» **WHAT YOU WILL DO**
**A)** Name every person identified by name in the flood report below.
**B)** Revise the flood report below: reproduce everything from "Relief supplies were" down to "put in place.", replacing "flooding" with "floods".
**C)** Using the flood report below, answer these questions:
(i) During which hours does the boat shuttle service run?
(ii) How many persons continue to be accommodated at shelters?
(iii) To what estimated height had water levels risen on Wednesday?

Relief supplies were yesterday shuttled to Lethem for those affected by recent severe flooding in the region.
Acting Director General of the Civil Defence Commission (CDC) Lieutenant Colonel Kester Craig, in an invited comment, said the Region Nine Regional Democratic Council (RDC) has the situation under control and is coordinating the entire response with the regional emergency operating systems which have been put in place.
Relief supplies from the CDC, which include water purification tablets, collapsible bottles, detergents and cleaning supplies, beddings and blankets, among other materials, were also sent to Lethem yesterday afternoon for the residents affected by the flooding, while a ministerial team led by Minister of State Joseph Harmon visited to do a firsthand assessment of the situation.
Regarding the water levels, Craig said that the levels fluctuate depending on rainfall in Brazil, since the rains usually result in the cresting of the Takutu and Ireng rivers, which leads to flooding in the region.
The Guyana Defence Force has been working with the RDC to provide support through a boat shuttle service for residents from 6 am to 6 pm every day.
Stabroek News understands that though the water has started to recede, some 59 persons continue to be accommodated at shelters. (Stabroek News had erroneously reported that 58 families were being accommodated at the shelters.)
Vice-Chairman of the Region, Karl Singh yesterday confirmed that water levels had dropped but noted that several villages in the South Rupununi were still cut off from the rest of the region as a result of the flooding.
Meanwhile, the Ministry of the Presidency, in a press statement issued last night, said that Harmon expressed satisfaction with how the situation was being handled by the regional administration, saying there had been an improvement over the response from two years ago when similar flooding had occurred.
“It is important to us that we can respond to the needs of our citizens. I want to say that in a situation like this, we don’t have administration and others, we have one administration and so the resources of the administration must be put to the use of the people… if we have to take meals out to the people, we have to do so. When we speak about administration in these circumstances, we are talking about all of the resources of the region being applied to that situation. Every Government department must chip in with their resources so that the citizens are not affected in a major way. I am asking that we coordinate and cooperate where the resources of the region are concerned. This is not a normal situation and, therefore, we have to act a little bit unusual. What that ‘unusualness’ means is that we have to pool our resources for the benefit of the people,” Harmon added.
He also noted that though the current weather patterns in the region and in Brazil will see the water rising and receding at frequent intervals, with a coordinated approach, some semblance of order can exist.
“I visited one of the shelters and I am satisfied that the persons who have been placed
there are comfortable. I am satisfied also that the police have a plan for the security of the residences of those persons who are in shelters and they are doing active patrolling. I am satisfied that the doctor who is here has indicated that he has sufficient amount of medical supplies and if there is a need for more, he is in touch with the officer who is responsible for Material Management at the Ministry of Public Health. I am satisfied that the Environmental Officer and the Public Health Officer have done visits and they have given reports with respect to their responsibility. So all of that shows a coordinated effort,” Harmon said.
Stabroek News had reported that water levels had risen to an estimated 5 feet on Wednesday, after heavy rainfall and the overflowing of the Takutu and Ireng rivers, causing sections of Lethem and its immediate environs to be inundated.

Dataset items
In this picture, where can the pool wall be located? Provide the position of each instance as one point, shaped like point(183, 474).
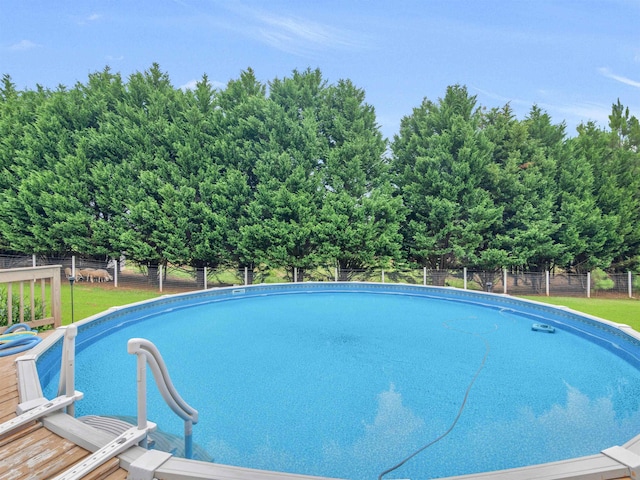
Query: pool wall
point(43, 363)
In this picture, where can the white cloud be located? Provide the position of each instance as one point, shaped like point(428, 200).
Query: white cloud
point(294, 34)
point(23, 45)
point(619, 78)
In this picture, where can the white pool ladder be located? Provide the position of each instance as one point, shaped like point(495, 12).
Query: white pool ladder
point(148, 353)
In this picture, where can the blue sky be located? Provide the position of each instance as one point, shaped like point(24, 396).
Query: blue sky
point(573, 58)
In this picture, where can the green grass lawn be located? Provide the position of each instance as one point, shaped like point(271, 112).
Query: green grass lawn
point(90, 299)
point(617, 310)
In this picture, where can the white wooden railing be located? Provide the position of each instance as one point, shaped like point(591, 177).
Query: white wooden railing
point(17, 278)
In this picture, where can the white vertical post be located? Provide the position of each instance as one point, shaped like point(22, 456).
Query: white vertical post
point(504, 281)
point(546, 282)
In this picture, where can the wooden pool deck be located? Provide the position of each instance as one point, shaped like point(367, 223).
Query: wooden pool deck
point(33, 452)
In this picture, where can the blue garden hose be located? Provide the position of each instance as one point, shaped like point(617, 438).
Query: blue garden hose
point(18, 338)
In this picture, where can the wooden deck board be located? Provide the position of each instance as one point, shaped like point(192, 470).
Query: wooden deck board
point(33, 452)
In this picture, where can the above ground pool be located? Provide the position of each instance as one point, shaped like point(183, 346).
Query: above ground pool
point(350, 380)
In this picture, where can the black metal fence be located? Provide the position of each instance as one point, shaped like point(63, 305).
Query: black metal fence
point(110, 273)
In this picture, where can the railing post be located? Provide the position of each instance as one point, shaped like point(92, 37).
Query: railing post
point(146, 352)
point(56, 307)
point(141, 382)
point(547, 280)
point(67, 382)
point(504, 281)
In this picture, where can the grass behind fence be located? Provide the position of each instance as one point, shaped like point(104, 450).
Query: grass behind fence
point(620, 310)
point(90, 299)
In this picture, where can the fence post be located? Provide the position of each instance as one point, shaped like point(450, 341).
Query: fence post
point(547, 276)
point(504, 281)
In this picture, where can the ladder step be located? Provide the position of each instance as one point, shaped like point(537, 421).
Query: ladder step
point(131, 437)
point(48, 406)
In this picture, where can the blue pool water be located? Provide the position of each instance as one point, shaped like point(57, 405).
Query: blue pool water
point(348, 384)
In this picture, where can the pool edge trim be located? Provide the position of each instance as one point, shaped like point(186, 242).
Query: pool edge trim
point(607, 465)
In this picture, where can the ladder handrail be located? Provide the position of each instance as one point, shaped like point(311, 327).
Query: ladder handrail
point(148, 353)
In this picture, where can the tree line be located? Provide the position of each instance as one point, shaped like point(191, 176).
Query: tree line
point(296, 173)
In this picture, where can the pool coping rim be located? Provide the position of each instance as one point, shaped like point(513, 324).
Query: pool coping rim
point(611, 463)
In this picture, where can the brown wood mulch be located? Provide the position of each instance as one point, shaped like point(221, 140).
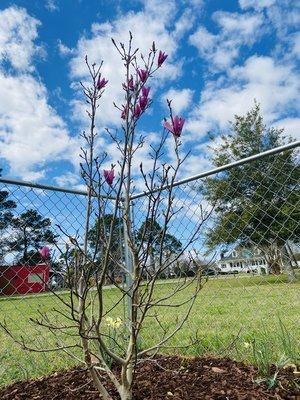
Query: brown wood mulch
point(167, 378)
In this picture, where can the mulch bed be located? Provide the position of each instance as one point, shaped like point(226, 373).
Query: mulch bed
point(165, 378)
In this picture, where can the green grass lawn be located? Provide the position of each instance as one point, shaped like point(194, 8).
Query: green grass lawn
point(230, 313)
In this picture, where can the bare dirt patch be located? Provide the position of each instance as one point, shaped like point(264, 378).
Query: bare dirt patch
point(165, 378)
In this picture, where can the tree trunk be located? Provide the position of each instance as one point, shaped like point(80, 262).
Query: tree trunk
point(125, 393)
point(288, 266)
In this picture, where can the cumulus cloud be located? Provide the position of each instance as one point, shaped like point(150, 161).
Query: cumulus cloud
point(181, 99)
point(272, 84)
point(52, 5)
point(150, 24)
point(236, 30)
point(257, 4)
point(32, 134)
point(18, 30)
point(291, 127)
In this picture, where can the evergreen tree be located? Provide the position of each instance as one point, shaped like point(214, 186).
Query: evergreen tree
point(257, 204)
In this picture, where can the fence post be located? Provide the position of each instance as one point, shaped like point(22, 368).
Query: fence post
point(129, 268)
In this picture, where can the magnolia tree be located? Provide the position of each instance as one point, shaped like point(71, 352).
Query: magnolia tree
point(112, 346)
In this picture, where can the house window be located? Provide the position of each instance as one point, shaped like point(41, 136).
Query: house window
point(35, 278)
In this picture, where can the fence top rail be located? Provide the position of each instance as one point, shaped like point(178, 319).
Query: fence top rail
point(180, 182)
point(214, 171)
point(41, 186)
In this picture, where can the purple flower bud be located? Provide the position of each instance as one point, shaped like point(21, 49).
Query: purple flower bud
point(161, 58)
point(124, 112)
point(145, 91)
point(109, 176)
point(101, 83)
point(129, 85)
point(176, 126)
point(44, 252)
point(137, 111)
point(143, 74)
point(143, 101)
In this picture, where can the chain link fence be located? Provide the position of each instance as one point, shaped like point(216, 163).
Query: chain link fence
point(239, 223)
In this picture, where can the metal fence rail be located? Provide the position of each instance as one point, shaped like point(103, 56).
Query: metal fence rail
point(244, 221)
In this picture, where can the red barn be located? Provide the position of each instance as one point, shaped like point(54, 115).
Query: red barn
point(23, 279)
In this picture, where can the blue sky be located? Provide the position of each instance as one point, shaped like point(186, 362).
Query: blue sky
point(222, 55)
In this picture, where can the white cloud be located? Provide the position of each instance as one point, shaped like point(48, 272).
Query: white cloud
point(52, 5)
point(63, 49)
point(273, 85)
point(181, 99)
point(99, 47)
point(257, 4)
point(18, 30)
point(32, 134)
point(291, 127)
point(236, 30)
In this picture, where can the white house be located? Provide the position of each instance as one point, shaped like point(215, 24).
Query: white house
point(250, 260)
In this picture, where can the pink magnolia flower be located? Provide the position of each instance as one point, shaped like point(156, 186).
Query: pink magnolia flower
point(137, 111)
point(101, 83)
point(109, 176)
point(143, 101)
point(44, 252)
point(175, 126)
point(124, 112)
point(129, 85)
point(161, 58)
point(143, 74)
point(145, 91)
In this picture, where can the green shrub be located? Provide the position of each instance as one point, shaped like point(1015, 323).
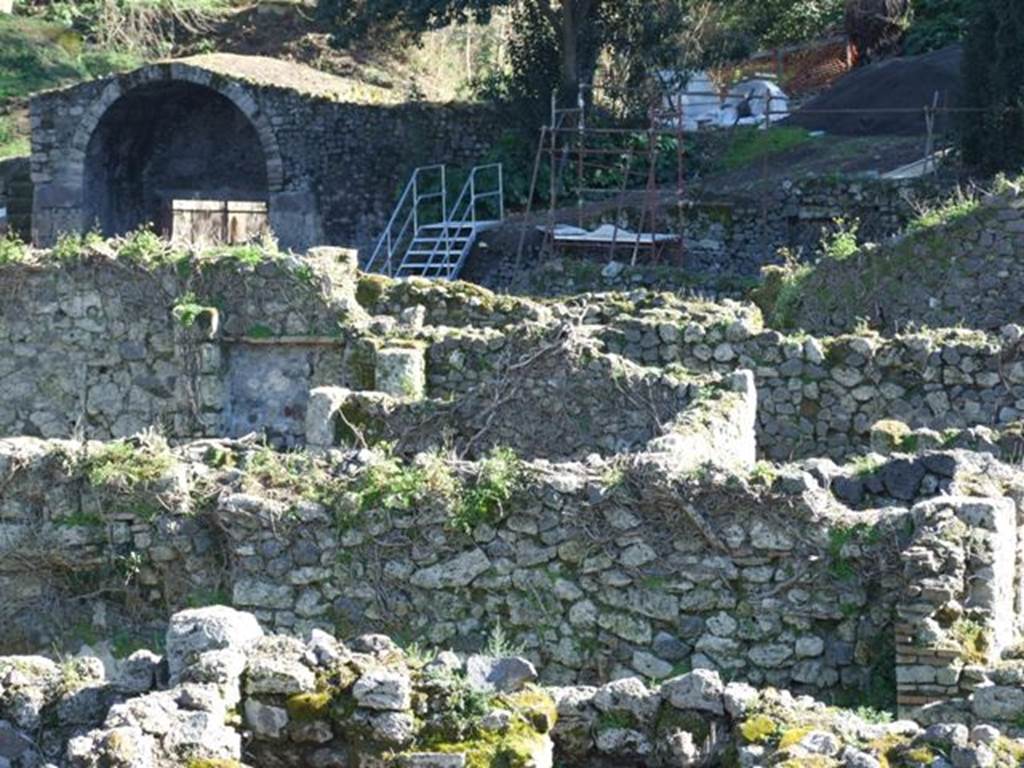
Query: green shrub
point(145, 248)
point(12, 250)
point(187, 310)
point(841, 244)
point(484, 502)
point(71, 247)
point(124, 466)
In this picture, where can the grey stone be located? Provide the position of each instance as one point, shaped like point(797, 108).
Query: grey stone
point(193, 632)
point(383, 689)
point(264, 720)
point(502, 675)
point(460, 571)
point(700, 690)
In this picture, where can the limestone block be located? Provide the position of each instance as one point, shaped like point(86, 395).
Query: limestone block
point(400, 372)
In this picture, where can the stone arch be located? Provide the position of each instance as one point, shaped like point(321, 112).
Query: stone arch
point(127, 146)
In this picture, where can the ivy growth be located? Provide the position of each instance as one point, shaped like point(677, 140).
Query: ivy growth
point(187, 310)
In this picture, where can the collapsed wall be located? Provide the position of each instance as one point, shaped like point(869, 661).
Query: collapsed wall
point(958, 266)
point(597, 569)
point(98, 347)
point(225, 692)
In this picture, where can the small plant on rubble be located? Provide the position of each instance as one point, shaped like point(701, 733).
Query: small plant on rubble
point(145, 248)
point(127, 465)
point(485, 501)
point(12, 250)
point(187, 310)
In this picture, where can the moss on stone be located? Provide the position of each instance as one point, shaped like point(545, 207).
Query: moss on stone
point(370, 289)
point(537, 707)
point(360, 361)
point(793, 736)
point(514, 749)
point(304, 708)
point(671, 720)
point(890, 435)
point(355, 417)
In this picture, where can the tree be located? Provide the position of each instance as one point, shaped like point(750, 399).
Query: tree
point(876, 27)
point(992, 139)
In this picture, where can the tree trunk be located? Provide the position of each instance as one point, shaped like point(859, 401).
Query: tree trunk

» **RESPONSES IN ORDER**
**A)**
Kester Craig
Joseph Harmon
Karl Singh

**B)**
Relief supplies were yesterday shuttled to Lethem for those affected by recent severe floods in the region.
Acting Director General of the Civil Defence Commission (CDC) Lieutenant Colonel Kester Craig, in an invited comment, said the Region Nine Regional Democratic Council (RDC) has the situation under control and is coordinating the entire response with the regional emergency operating systems which have been put in place.

**C)**
(i) From 6 am to 6 pm every day.
(ii) Some 59 persons.
(iii) An estimated 5 feet.